Every entry must be echoed exactly.

___ Raw data

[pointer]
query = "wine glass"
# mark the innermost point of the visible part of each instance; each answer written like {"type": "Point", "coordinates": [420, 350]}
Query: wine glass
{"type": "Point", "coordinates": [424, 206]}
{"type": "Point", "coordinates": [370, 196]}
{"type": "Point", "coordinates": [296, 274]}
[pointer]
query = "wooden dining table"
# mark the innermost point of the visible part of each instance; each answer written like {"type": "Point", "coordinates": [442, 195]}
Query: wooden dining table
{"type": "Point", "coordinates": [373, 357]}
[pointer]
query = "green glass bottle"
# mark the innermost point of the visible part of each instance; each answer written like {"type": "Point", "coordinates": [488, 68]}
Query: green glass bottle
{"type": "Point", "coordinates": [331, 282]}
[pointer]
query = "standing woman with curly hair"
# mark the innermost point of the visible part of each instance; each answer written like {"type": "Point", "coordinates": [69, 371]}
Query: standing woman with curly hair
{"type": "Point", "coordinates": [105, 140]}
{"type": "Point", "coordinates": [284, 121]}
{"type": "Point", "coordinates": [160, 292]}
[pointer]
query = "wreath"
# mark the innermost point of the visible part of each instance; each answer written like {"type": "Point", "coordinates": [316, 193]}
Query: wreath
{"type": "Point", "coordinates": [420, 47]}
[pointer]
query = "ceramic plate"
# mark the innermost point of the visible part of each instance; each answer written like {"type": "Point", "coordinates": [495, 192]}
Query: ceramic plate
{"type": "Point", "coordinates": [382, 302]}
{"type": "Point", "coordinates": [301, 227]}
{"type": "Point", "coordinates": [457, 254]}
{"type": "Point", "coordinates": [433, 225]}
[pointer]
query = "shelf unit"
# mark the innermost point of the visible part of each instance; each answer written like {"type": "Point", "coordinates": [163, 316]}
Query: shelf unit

______

- _Expected answer_:
[pointer]
query = "wine glass"
# mark the innermost point of the visible part of each instance; each answer written like {"type": "Point", "coordinates": [420, 350]}
Query: wine glass
{"type": "Point", "coordinates": [424, 206]}
{"type": "Point", "coordinates": [370, 196]}
{"type": "Point", "coordinates": [296, 274]}
[pointer]
query = "wooden dining table"
# mark the innermost point of the visible part of each instance; each answer written like {"type": "Point", "coordinates": [442, 195]}
Query: wooden dining table
{"type": "Point", "coordinates": [373, 357]}
[pointer]
query = "green glass bottle"
# mark the innermost point of the visible part of each instance; each answer written like {"type": "Point", "coordinates": [488, 68]}
Query: green glass bottle
{"type": "Point", "coordinates": [331, 282]}
[pointer]
query = "standing woman with curly hair"
# mark the innermost point of the visible part of each instance; each answer written like {"type": "Point", "coordinates": [69, 371]}
Query: standing woman with curly hair
{"type": "Point", "coordinates": [105, 140]}
{"type": "Point", "coordinates": [284, 121]}
{"type": "Point", "coordinates": [160, 292]}
[pointer]
query = "wreath"
# mark the innermost point of the visible part of each instance; each answer written like {"type": "Point", "coordinates": [316, 193]}
Query: wreath
{"type": "Point", "coordinates": [420, 47]}
[pointer]
query = "ceramic plate"
# mark the innermost point of the visible part of each instance; each answer written like {"type": "Point", "coordinates": [495, 192]}
Query: ceramic plate
{"type": "Point", "coordinates": [382, 302]}
{"type": "Point", "coordinates": [301, 227]}
{"type": "Point", "coordinates": [457, 254]}
{"type": "Point", "coordinates": [433, 225]}
[pointer]
query = "shelf unit"
# mark the innermost point of the visible part of each instance; each answer written like {"type": "Point", "coordinates": [163, 316]}
Query: shelf unit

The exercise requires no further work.